--- Start of Excerpt ---
Lately, foreign currency exposure has remained in investors' focus, as the company guided that it expects currency to have a negative impact of $0.40 in the upcoming year's EPS. Earlier this year, PM revised its EPS guidance several times because of currency movements. As the company has significant foreign currency exposure, currency will remain a headwind for bottom line growth in upcoming years, due to the expected strengthening of the dollar. Also, PM's currency hedge against the Japanese Yen rolls off next year, which will have an adverse impact on the bottom line. The company is expected to experience flat reported EPS (including currency impact) for 2014.
Recent Volume Trends and Developments in Important Markets
Russia is a key market for the company, as it is the world's second largest cigarette market and accounts for 9% of the company's total operating profit. Volumes in the country have been experiencing a decline in recent years because of consistent hikes in excise taxes. The trend of increasing excise taxes is expected to continue in the upcoming years and will have a negative impact on volumes; ad valorem excise tax rate in Russia is set to increase by 50bps to 8.5% in 2014. The company is expecting that because of the excise tax increase, volumes will decline by 9%-11% in 2014.
--- End of Excerpt ---
--- Start of Extracted material ---
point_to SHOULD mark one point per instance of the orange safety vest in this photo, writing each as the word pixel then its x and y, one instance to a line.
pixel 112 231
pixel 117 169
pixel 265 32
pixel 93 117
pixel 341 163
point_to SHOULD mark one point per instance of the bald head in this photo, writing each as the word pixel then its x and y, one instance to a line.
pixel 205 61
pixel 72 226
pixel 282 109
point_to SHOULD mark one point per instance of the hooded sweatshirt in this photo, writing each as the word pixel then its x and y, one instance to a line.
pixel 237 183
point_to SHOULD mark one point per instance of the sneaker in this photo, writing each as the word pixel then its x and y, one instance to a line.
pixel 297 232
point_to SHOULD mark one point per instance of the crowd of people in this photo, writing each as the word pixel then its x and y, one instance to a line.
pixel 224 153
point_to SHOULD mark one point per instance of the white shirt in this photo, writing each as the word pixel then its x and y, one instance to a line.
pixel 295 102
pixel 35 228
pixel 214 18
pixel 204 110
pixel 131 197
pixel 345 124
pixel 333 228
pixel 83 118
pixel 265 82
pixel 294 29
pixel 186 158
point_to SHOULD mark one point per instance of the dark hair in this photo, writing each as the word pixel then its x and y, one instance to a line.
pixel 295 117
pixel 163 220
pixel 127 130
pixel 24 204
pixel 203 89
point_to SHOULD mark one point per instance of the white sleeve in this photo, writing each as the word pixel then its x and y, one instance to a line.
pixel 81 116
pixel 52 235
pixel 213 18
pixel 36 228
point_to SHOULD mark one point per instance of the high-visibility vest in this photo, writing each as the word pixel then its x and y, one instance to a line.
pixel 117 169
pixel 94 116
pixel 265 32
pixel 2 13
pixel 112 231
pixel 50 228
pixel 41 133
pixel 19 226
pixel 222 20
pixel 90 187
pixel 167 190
--- End of Extracted material ---
What the exercise asks
Write out the stretch of the currency and market excerpt from "Lately, foreign currency" through "impact) for 2014.".

Written response
Lately, foreign currency exposure has remained in investors' focus, as the company guided that it expects currency to have a negative impact of $0.40 in the upcoming year's EPS. Earlier this year, PM revised its EPS guidance several times because of currency movements. As the company has significant foreign currency exposure, currency will remain a headwind for bottom line growth in upcoming years, due to the expected strengthening of the dollar. Also, PM's currency hedge against the Japanese Yen rolls off next year, which will have an adverse impact on the bottom line. The company is expected to experience flat reported EPS (including currency impact) for 2014.